◆ **STATED GOAL**:
Please reproduce the entries below word for word, starting with the first line and ending with the line that contains "[830,411,907,445]", both included.

------------------------------

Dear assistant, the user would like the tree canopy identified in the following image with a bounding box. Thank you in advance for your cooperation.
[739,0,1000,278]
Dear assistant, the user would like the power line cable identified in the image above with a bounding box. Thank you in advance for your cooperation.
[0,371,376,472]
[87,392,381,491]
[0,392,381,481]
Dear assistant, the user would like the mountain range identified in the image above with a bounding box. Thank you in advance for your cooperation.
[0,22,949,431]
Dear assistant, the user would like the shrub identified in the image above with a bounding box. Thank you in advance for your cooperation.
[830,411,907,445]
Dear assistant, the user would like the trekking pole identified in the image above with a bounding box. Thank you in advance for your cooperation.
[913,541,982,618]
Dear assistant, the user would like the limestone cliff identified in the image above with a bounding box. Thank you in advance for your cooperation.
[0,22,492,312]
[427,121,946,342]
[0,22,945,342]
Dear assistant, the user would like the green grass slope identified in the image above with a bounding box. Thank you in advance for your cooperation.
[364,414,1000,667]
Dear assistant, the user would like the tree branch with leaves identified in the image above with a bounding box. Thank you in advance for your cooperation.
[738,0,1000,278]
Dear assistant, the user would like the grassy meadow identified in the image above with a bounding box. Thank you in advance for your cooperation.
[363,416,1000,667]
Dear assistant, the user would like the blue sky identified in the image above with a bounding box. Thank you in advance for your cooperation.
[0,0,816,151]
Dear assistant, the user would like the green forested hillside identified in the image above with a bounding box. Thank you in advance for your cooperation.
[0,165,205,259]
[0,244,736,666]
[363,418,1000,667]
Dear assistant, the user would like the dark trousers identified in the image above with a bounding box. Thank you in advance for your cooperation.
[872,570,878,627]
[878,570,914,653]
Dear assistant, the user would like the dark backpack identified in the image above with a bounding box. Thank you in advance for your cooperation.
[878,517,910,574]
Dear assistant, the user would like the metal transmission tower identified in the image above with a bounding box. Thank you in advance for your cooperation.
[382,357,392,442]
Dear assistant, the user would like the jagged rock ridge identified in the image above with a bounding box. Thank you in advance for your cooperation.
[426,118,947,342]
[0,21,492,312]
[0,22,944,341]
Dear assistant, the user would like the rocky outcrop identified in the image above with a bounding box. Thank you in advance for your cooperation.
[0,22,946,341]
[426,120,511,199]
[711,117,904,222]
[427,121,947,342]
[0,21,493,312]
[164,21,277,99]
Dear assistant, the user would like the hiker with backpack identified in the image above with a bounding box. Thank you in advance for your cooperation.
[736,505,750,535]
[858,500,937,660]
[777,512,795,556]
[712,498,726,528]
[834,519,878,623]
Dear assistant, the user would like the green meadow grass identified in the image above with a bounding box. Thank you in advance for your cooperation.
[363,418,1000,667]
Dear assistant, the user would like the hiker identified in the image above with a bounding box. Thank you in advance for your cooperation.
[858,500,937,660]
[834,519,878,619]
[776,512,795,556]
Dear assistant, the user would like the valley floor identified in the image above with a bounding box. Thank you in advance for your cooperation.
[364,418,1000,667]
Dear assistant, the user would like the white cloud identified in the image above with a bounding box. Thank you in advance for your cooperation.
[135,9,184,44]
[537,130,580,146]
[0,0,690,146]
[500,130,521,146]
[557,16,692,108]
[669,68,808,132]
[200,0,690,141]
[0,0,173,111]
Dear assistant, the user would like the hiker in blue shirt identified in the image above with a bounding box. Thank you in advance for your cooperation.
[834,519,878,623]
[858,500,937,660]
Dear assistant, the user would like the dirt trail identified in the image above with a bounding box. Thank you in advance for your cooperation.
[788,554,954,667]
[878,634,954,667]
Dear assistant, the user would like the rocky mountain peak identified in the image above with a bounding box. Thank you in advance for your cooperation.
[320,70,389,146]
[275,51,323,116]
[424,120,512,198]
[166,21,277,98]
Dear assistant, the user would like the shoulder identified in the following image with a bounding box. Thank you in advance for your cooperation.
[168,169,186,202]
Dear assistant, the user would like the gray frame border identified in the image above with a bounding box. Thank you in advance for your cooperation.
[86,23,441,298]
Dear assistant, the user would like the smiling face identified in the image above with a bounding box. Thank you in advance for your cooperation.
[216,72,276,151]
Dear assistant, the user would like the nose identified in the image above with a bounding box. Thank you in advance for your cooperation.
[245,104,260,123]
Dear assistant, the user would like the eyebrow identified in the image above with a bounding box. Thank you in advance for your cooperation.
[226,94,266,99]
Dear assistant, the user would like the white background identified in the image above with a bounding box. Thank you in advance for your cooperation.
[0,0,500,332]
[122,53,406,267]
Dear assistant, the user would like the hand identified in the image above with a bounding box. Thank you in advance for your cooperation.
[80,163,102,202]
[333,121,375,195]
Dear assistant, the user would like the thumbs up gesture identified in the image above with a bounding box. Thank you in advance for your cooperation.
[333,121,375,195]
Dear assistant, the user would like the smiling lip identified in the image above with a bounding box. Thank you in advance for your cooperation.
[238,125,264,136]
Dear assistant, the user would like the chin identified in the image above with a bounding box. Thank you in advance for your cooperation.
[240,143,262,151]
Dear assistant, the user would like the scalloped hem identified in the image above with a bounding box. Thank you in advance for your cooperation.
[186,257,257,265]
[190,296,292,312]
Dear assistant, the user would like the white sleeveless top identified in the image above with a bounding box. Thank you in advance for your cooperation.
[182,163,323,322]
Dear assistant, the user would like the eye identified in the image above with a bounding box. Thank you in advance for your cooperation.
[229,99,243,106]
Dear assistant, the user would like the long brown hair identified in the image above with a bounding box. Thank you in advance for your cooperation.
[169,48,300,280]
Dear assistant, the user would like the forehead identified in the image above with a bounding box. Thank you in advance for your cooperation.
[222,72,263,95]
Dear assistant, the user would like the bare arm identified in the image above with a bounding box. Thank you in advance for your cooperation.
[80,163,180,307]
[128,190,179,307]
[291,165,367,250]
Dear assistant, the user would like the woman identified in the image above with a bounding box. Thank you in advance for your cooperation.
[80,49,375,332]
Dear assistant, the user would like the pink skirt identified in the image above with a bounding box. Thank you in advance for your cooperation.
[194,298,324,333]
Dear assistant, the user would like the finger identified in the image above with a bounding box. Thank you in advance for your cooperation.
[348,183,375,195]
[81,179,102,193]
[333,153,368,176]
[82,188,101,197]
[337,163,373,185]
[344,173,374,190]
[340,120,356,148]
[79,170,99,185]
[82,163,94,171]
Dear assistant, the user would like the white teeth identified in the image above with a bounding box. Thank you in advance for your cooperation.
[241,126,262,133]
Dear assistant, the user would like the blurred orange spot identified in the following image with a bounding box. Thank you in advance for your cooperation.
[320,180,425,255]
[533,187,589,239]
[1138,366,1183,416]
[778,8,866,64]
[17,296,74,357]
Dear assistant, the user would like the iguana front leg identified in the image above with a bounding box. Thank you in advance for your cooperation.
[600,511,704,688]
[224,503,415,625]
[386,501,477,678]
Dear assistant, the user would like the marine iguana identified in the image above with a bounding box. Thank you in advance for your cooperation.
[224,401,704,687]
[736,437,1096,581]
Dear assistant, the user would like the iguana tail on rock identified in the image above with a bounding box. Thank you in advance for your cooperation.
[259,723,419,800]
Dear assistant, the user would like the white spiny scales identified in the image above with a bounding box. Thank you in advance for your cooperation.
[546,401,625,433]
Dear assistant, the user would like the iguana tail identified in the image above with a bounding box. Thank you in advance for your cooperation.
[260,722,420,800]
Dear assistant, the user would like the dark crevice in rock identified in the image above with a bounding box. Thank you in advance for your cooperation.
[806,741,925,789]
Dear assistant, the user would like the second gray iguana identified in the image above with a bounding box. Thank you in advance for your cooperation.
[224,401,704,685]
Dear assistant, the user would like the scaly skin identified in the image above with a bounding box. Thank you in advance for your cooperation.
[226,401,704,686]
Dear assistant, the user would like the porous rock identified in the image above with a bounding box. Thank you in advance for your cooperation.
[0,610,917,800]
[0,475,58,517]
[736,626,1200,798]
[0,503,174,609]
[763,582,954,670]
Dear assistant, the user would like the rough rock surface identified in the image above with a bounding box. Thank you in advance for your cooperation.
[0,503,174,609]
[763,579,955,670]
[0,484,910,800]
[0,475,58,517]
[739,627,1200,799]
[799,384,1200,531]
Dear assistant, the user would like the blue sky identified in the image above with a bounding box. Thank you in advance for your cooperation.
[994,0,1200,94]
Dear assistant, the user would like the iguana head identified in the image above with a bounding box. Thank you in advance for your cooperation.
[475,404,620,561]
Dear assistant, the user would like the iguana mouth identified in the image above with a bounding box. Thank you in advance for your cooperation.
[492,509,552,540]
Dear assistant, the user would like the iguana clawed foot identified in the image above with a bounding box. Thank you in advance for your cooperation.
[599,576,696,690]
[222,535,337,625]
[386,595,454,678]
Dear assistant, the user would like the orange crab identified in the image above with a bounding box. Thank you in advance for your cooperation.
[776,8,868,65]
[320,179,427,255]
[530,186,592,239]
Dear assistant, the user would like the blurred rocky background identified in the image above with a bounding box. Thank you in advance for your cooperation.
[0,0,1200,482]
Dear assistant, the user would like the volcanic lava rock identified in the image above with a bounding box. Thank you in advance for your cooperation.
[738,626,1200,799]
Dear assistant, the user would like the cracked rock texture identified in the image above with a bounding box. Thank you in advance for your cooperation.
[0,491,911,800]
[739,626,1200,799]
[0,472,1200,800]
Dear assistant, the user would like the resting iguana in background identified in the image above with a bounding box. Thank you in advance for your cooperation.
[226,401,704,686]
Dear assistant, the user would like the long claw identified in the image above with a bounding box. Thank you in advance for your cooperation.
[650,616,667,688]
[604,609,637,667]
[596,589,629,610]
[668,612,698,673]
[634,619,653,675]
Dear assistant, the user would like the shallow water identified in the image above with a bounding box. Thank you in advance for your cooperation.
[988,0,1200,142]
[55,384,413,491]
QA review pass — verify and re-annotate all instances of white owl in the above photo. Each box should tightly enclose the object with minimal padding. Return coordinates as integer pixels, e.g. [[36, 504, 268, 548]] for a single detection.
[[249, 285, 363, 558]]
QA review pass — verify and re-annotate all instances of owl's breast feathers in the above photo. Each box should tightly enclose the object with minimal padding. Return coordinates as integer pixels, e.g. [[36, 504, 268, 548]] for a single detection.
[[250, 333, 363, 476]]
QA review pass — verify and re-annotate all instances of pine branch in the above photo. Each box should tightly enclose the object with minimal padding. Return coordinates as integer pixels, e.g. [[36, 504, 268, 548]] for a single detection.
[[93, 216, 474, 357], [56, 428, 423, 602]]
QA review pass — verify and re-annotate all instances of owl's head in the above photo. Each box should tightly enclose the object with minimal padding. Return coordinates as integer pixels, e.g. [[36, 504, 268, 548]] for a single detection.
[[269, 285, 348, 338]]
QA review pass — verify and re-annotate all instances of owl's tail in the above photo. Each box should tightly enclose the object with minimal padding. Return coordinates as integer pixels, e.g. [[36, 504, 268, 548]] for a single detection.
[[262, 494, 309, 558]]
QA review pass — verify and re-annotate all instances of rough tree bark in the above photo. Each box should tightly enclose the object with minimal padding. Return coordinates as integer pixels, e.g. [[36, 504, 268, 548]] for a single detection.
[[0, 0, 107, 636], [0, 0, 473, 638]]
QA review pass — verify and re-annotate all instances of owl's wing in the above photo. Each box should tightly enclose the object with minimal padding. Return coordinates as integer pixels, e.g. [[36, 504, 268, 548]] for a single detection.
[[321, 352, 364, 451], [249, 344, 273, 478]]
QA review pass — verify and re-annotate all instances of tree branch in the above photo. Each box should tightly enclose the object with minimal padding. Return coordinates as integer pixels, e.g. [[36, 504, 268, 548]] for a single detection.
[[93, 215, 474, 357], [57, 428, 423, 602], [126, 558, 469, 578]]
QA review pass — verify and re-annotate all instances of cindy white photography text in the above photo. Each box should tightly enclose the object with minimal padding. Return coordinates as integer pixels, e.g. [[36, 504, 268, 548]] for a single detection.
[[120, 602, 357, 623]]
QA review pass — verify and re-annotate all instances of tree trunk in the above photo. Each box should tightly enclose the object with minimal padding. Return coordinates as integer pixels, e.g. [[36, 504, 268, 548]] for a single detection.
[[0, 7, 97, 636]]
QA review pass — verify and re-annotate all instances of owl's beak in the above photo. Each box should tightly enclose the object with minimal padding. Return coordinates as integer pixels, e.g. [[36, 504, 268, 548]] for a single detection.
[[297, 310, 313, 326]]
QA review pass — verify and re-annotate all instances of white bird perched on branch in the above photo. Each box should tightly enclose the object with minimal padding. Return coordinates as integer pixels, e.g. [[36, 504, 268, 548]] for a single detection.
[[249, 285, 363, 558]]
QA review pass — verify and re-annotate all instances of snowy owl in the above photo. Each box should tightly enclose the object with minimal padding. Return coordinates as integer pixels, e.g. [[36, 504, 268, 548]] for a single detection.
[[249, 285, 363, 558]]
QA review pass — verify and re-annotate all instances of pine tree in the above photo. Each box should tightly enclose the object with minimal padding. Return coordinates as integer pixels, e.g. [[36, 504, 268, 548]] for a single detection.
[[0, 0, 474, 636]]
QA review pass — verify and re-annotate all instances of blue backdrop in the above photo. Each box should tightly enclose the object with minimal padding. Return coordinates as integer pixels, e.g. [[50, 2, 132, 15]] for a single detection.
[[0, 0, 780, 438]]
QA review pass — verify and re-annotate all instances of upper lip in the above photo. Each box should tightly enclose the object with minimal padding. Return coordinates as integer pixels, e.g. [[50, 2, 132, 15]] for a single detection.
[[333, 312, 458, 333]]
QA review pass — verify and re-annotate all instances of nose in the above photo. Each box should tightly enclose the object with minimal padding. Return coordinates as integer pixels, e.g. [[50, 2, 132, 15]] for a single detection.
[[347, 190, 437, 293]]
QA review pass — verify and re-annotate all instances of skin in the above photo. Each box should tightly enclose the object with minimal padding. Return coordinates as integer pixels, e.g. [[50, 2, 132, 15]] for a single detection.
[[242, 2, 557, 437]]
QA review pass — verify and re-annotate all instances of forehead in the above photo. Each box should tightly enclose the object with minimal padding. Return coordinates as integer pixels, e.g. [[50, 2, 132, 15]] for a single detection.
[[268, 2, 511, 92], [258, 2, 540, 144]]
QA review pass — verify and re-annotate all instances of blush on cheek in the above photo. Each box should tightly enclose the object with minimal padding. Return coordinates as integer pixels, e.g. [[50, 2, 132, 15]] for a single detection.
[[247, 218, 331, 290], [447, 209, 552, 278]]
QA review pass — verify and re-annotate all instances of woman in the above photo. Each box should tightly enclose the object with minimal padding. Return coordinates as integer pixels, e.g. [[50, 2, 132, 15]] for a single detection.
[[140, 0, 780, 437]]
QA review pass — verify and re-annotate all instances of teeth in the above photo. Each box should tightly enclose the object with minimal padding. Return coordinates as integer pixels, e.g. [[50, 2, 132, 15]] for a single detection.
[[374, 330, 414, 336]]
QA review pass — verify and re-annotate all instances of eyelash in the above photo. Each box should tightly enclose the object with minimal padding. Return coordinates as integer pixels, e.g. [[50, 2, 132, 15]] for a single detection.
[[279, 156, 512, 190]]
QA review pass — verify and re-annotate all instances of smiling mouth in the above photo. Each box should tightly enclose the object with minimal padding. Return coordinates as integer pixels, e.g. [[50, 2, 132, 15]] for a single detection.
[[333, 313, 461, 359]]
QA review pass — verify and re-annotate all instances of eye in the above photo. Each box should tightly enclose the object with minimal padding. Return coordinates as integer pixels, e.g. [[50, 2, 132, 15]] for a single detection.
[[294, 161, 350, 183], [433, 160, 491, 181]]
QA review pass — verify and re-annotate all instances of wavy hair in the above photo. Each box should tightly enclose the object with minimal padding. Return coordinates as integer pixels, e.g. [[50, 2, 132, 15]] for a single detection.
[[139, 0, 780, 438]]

------------------------------

◆ **TASK SOLUTION**:
Dear assistant, the user would like the tree canopy identified in the following image with a bounding box. Thank you in advance for your cooperation.
[739,0,1000,278]
Dear assistant, the user would like the power line cable identified in the image above with a bounding box. Thank you in advance for your cooperation.
[0,371,376,472]
[87,392,381,491]
[0,392,381,481]
Dear assistant, the user would like the mountain range identified in the image above with a bounding box. Thank you in advance for your cooperation.
[0,22,949,431]
Dear assistant, the user would like the shrub identified in the image above with a bounding box. Thank you in advance for your cooperation.
[830,411,907,445]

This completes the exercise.